● SET PROBLEM
Extract every line from the entries below that contains the word "scene", and reproduce each line in full.
** begin LISTED ENTRIES **
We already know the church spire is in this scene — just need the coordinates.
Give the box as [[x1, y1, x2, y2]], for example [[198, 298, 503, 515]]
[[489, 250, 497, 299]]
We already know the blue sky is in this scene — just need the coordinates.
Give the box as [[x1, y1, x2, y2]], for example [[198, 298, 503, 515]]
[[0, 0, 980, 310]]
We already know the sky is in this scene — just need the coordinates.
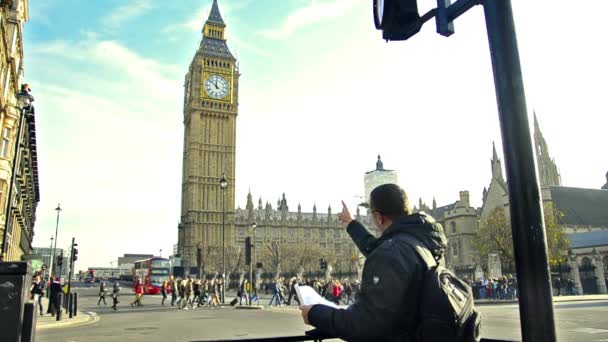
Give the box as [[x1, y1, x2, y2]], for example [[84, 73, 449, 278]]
[[23, 0, 608, 269]]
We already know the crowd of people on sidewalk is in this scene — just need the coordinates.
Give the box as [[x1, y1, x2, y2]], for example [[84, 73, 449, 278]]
[[470, 274, 517, 300], [30, 274, 64, 316], [123, 276, 224, 310], [117, 276, 359, 310], [262, 277, 359, 306]]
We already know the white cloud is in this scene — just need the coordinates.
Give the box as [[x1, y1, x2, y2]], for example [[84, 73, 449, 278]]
[[260, 0, 363, 39], [102, 0, 153, 29], [29, 40, 182, 268]]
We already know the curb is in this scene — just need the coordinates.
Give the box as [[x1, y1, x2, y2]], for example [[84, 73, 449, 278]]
[[475, 295, 608, 305], [36, 312, 100, 330], [234, 305, 264, 310]]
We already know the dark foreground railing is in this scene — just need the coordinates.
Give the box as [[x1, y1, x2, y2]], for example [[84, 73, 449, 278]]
[[191, 332, 516, 342]]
** end LISTED ENTRIES **
● TASK RESULT
We already know the church spire is in this scene — just need the coordinates.
We already know the blue sky is in this scene — just need the coordinates.
We already know the sky is in this scene — just need the coordinates.
We already know the crowd of people on sidewalk is in this scene — just need the coordinates.
We already know the white cloud is in this scene — just need the coordinates.
We already know the curb is in this scene — just need the coordinates.
We already know the dark foreground railing is in this scene — just need the coordinates.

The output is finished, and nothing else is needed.